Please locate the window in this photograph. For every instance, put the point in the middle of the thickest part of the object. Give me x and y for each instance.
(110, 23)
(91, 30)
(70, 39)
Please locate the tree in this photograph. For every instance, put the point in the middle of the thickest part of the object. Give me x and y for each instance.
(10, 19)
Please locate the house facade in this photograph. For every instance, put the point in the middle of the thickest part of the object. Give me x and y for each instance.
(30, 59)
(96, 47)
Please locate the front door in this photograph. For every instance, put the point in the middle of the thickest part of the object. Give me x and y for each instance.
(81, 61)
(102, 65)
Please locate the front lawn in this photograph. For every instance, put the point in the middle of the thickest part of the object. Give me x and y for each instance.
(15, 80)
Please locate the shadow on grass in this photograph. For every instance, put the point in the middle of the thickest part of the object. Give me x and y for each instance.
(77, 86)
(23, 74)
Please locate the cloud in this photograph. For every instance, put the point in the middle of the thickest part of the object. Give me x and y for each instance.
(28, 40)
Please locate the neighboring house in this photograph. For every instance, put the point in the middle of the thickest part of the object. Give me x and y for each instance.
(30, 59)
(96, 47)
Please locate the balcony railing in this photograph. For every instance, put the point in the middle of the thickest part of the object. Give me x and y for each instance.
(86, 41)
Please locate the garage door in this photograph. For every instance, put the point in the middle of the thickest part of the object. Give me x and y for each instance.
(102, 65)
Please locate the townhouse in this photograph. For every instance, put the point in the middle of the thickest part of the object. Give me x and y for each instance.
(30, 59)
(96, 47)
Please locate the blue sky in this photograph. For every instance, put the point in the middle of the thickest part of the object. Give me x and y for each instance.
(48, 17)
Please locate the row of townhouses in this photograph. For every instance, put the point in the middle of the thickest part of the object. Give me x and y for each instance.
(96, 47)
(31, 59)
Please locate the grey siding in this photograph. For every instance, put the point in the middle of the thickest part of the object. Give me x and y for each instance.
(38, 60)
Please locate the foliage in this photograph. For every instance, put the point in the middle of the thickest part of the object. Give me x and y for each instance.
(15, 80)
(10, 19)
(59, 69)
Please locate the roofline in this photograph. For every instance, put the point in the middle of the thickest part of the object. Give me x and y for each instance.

= = = = = = =

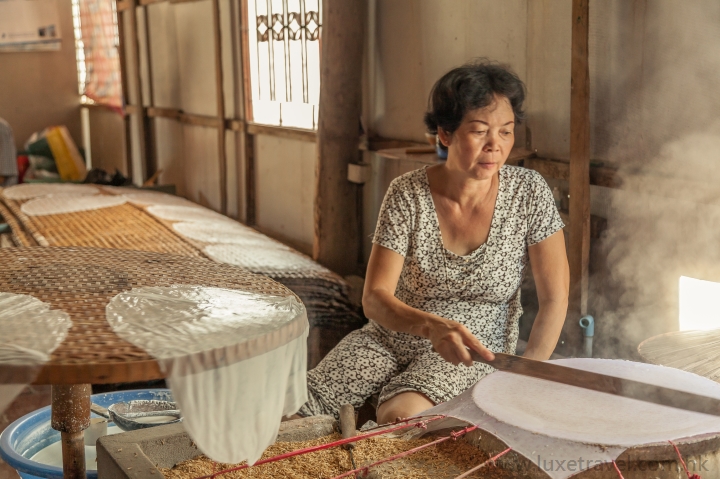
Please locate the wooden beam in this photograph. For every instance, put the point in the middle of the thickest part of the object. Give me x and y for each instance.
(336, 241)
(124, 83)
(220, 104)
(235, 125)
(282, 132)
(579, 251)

= = = = = = =

● **GIVEN REQUEST**
Find every line in the data above that contains the word "front" and copy each of those lines.

● **ANSWER TO THIS EXERCISE**
Please locate the front door in this photograph. For every instance, put the point in the middle of the thickest part of the object. Give me x and y for each instance.
Please locate the front lawn in this photograph. For every instance, put the point in the middle of the thickest part of the object. Give me x and y for each instance.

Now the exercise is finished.